* SELECTED EXTRACT:
- Opening Delimiter -

What Is Horsetail?
Horsetail (Equisetum Arvense) healing properties date way back to Roman and Greek civilization where it was once thought to help ulcers, wounds and kidney problems. It derived from a group of grass plants from the Equisetaceae family that has been around 400 million years. It dates before dinosaurs and is so tough that it is the ONLY plant that survived this many years. In fact, it is deemed as a “living fossil”. It has even been noted throughout history that its descendants grew as large as trees during the prehistoric carboniferous period.
Medicinal Use & Health Benefits
Over the course of decades, its popularity grew and a few countries even started adopting it in their medicinal practices. Roman physician Galen recommended it for various ailments such as TB, arthritis, bleeding ulcers and kidney, and bladder infections. Chinese have used it for cooling fevers and as a remedy for eye infections.
Studies are showing us that horsetail has healing properties that will heal Urinary Tract Infections as the plant’s silica promotes cell repair and its astringent actions reduce blood and mucus secretion by contracting blood vessels and body tissues. Its uses extend to bladder and kidney infections, stones and incontinence. Horsetail acts as a “fluid retention” which also assists in weight loss. It relaxes the blood flow and aids in heavy menstrual periods, hemorrhaging of nose, lung, and stomach. It even helps with bleeding ulcers. Horsetail, in conjunction with other medicines, can dramatically help tough respiratory infections as well as genital and urinary infections, as it aids in stopping the growth of harmful bacteria and viruses.

- Closing Delimiter -

* ENTRIES SUPPLIED:
- Opening Delimiter -

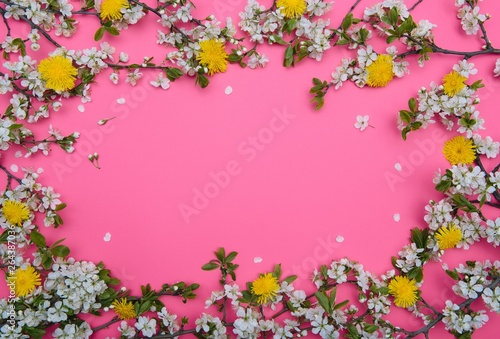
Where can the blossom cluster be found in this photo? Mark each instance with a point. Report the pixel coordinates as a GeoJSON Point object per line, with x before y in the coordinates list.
{"type": "Point", "coordinates": [311, 35]}
{"type": "Point", "coordinates": [54, 292]}
{"type": "Point", "coordinates": [454, 102]}
{"type": "Point", "coordinates": [468, 13]}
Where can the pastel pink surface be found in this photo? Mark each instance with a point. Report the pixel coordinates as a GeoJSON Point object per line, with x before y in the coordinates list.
{"type": "Point", "coordinates": [283, 181]}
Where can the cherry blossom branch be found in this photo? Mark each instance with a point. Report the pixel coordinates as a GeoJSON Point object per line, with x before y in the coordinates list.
{"type": "Point", "coordinates": [478, 161]}
{"type": "Point", "coordinates": [10, 176]}
{"type": "Point", "coordinates": [17, 88]}
{"type": "Point", "coordinates": [3, 11]}
{"type": "Point", "coordinates": [415, 5]}
{"type": "Point", "coordinates": [33, 25]}
{"type": "Point", "coordinates": [156, 12]}
{"type": "Point", "coordinates": [425, 330]}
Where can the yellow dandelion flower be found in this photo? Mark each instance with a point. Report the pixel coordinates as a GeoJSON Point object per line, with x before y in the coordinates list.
{"type": "Point", "coordinates": [292, 8]}
{"type": "Point", "coordinates": [15, 212]}
{"type": "Point", "coordinates": [380, 71]}
{"type": "Point", "coordinates": [404, 291]}
{"type": "Point", "coordinates": [124, 309]}
{"type": "Point", "coordinates": [213, 56]}
{"type": "Point", "coordinates": [453, 83]}
{"type": "Point", "coordinates": [58, 73]}
{"type": "Point", "coordinates": [448, 237]}
{"type": "Point", "coordinates": [111, 9]}
{"type": "Point", "coordinates": [25, 280]}
{"type": "Point", "coordinates": [459, 150]}
{"type": "Point", "coordinates": [265, 287]}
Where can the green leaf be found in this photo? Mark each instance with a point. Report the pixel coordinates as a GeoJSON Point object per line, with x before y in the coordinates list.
{"type": "Point", "coordinates": [174, 73]}
{"type": "Point", "coordinates": [202, 80]}
{"type": "Point", "coordinates": [60, 251]}
{"type": "Point", "coordinates": [60, 207]}
{"type": "Point", "coordinates": [113, 31]}
{"type": "Point", "coordinates": [231, 256]}
{"type": "Point", "coordinates": [99, 33]}
{"type": "Point", "coordinates": [393, 16]}
{"type": "Point", "coordinates": [370, 328]}
{"type": "Point", "coordinates": [443, 185]}
{"type": "Point", "coordinates": [141, 308]}
{"type": "Point", "coordinates": [276, 38]}
{"type": "Point", "coordinates": [416, 125]}
{"type": "Point", "coordinates": [363, 35]}
{"type": "Point", "coordinates": [210, 266]}
{"type": "Point", "coordinates": [34, 333]}
{"type": "Point", "coordinates": [412, 103]}
{"type": "Point", "coordinates": [323, 301]}
{"type": "Point", "coordinates": [341, 42]}
{"type": "Point", "coordinates": [453, 274]}
{"type": "Point", "coordinates": [317, 82]}
{"type": "Point", "coordinates": [391, 38]}
{"type": "Point", "coordinates": [233, 57]}
{"type": "Point", "coordinates": [277, 271]}
{"type": "Point", "coordinates": [38, 239]}
{"type": "Point", "coordinates": [333, 295]}
{"type": "Point", "coordinates": [221, 254]}
{"type": "Point", "coordinates": [347, 22]}
{"type": "Point", "coordinates": [46, 260]}
{"type": "Point", "coordinates": [476, 85]}
{"type": "Point", "coordinates": [405, 116]}
{"type": "Point", "coordinates": [405, 131]}
{"type": "Point", "coordinates": [341, 304]}
{"type": "Point", "coordinates": [289, 26]}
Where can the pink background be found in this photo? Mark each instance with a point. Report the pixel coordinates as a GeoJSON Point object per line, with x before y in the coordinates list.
{"type": "Point", "coordinates": [317, 178]}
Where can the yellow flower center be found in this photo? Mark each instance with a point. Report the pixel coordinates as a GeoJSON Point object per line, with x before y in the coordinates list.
{"type": "Point", "coordinates": [25, 281]}
{"type": "Point", "coordinates": [15, 212]}
{"type": "Point", "coordinates": [459, 150]}
{"type": "Point", "coordinates": [292, 8]}
{"type": "Point", "coordinates": [58, 73]}
{"type": "Point", "coordinates": [111, 9]}
{"type": "Point", "coordinates": [404, 291]}
{"type": "Point", "coordinates": [265, 287]}
{"type": "Point", "coordinates": [448, 237]}
{"type": "Point", "coordinates": [380, 71]}
{"type": "Point", "coordinates": [213, 56]}
{"type": "Point", "coordinates": [124, 309]}
{"type": "Point", "coordinates": [453, 83]}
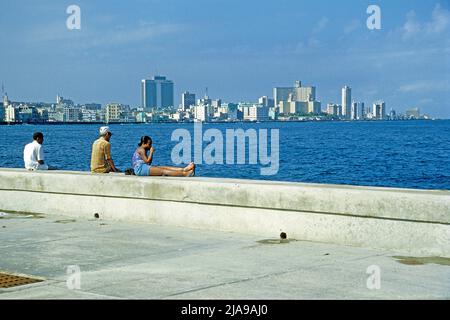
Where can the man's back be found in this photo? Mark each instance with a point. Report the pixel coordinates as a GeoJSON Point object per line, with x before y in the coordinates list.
{"type": "Point", "coordinates": [32, 153]}
{"type": "Point", "coordinates": [101, 151]}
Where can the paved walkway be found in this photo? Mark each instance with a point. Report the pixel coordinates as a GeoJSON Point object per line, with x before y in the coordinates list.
{"type": "Point", "coordinates": [131, 260]}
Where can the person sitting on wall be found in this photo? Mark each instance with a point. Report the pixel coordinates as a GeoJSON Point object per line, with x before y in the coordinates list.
{"type": "Point", "coordinates": [143, 157]}
{"type": "Point", "coordinates": [33, 154]}
{"type": "Point", "coordinates": [101, 161]}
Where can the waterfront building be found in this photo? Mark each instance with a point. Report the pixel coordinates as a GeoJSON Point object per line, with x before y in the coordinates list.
{"type": "Point", "coordinates": [314, 107]}
{"type": "Point", "coordinates": [157, 92]}
{"type": "Point", "coordinates": [2, 112]}
{"type": "Point", "coordinates": [361, 111]}
{"type": "Point", "coordinates": [11, 114]}
{"type": "Point", "coordinates": [346, 102]}
{"type": "Point", "coordinates": [187, 100]}
{"type": "Point", "coordinates": [266, 101]}
{"type": "Point", "coordinates": [71, 114]}
{"type": "Point", "coordinates": [379, 110]}
{"type": "Point", "coordinates": [334, 110]}
{"type": "Point", "coordinates": [201, 113]}
{"type": "Point", "coordinates": [141, 117]}
{"type": "Point", "coordinates": [92, 106]}
{"type": "Point", "coordinates": [295, 93]}
{"type": "Point", "coordinates": [413, 113]}
{"type": "Point", "coordinates": [88, 115]}
{"type": "Point", "coordinates": [113, 112]}
{"type": "Point", "coordinates": [27, 114]}
{"type": "Point", "coordinates": [254, 112]}
{"type": "Point", "coordinates": [43, 114]}
{"type": "Point", "coordinates": [233, 113]}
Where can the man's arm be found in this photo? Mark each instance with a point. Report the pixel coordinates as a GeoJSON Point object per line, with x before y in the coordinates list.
{"type": "Point", "coordinates": [40, 155]}
{"type": "Point", "coordinates": [108, 158]}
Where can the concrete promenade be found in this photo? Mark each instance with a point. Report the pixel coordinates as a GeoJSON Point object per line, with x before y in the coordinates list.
{"type": "Point", "coordinates": [416, 222]}
{"type": "Point", "coordinates": [189, 238]}
{"type": "Point", "coordinates": [141, 260]}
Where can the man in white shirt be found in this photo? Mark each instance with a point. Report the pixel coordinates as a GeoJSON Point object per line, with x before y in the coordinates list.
{"type": "Point", "coordinates": [33, 154]}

- Closing Delimiter -

* APPLY WHAT YOU READ:
**1.** According to the horsetail text, which Roman physician recommended the plant for various ailments?
**2.** Extend the text on horsetail with further paragraphs that pick up after its final sentence.

* RESULTS OF THE TASKS:
**1.** Galen

**2.**
History & Future Use
The chemical make up of horsetail tell us a lot about what other healing we might eventually expect. It has Phenolic compounds such as Flavonoids and Phenolic acids. In fact, recent studies of lab rats, have shown Flavonoids reduces anxiety and act as strongly as the strong pharmaceutical antianxiety drug, diazepam and is being referred to as the “ new benzodiazepine.” It has Kynurenic acid which reduces inflammation and pain; Styrylpyrones to protect against cancer; Water-soluble Vitamins and Fat-soluble vitamins; as well as many other ingredients that can be used to keep us healthy. It stops or slows down growth bacteria, viruses and yeast infection by disrupting the cell walls and energy production.
This is not the end of horsetail’s great strengths we are learning, but only the beginning. Recent studies on mice have indicated that it may eventually assist us in Parkinsons, dementia and Alzheimer’s because it has improved memory and cognition in older rats. It has improved herpes symptoms, stokes, Hepatitis and even stopped HIV from damaging cells and possibly even assist in heart disease, as it tends to relax the blood vessels and reduce blood pressure in mice.
Through studies, we’re learning about the vast amount of illnesses horsetail prevents, reduces or cures. Although not widely adopted in the pharmaceutical world, studies are being performed that indicate horsetail has the ability to become the diverse healing agent we’ve been waiting for.